::: DATA FOR ANALYSIS :::
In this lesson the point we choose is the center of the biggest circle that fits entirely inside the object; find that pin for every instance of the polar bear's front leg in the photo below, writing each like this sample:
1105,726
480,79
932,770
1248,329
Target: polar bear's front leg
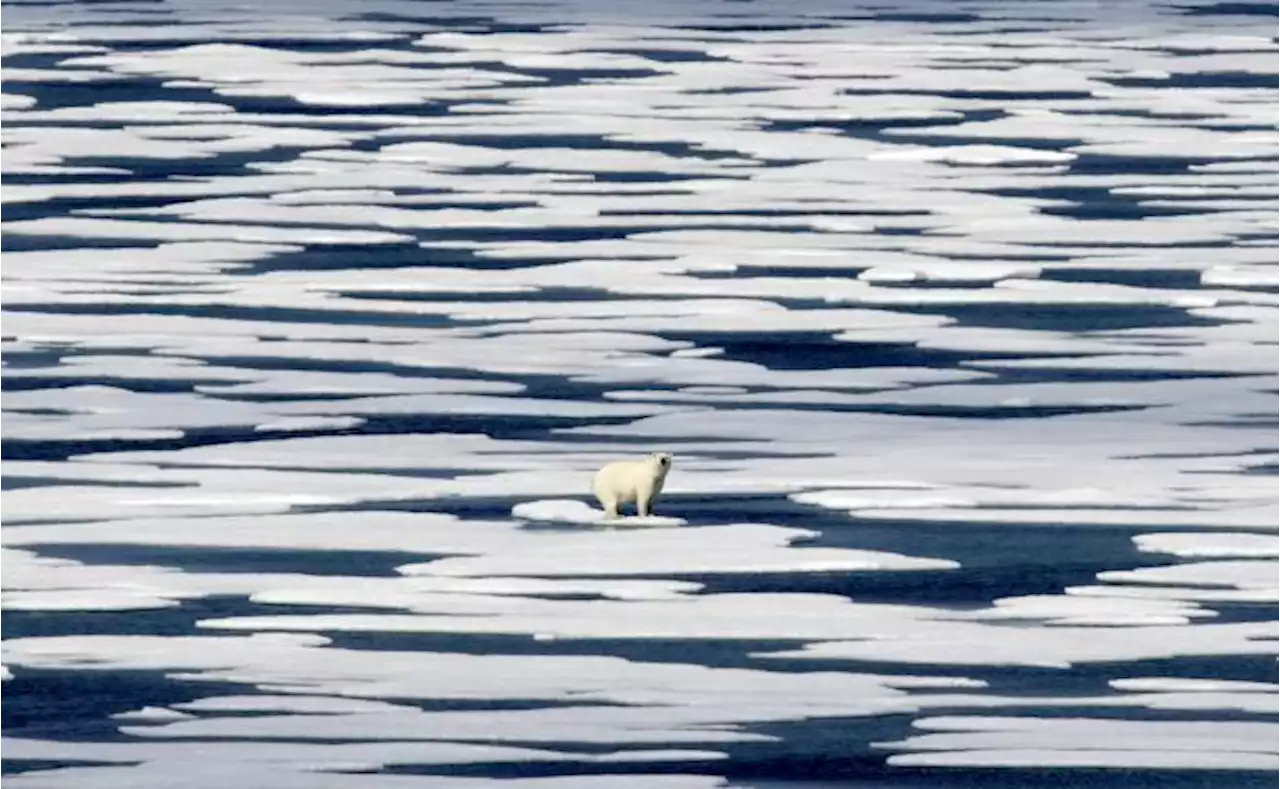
:::
::: DATA FOR ANALYSIS :::
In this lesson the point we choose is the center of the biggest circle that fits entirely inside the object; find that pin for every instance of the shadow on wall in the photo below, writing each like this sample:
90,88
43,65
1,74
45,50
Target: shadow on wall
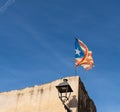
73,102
:::
REQUIRED WORK:
Give back exactly the lines above starting at the line where "of the polar" appears and ending at the line where "Target: polar bear's front leg" appears, both included, with no other lines.

SOLUTION TO THE PROBLEM:
In this lesson the point we choose is the center of the biggest circle that fits entirely inside the object; find that pin for every instance of the polar bear's front leg in the photo below, writing each like this sample:
1105,726
480,79
932,770
1248,329
Target: polar bear's front leg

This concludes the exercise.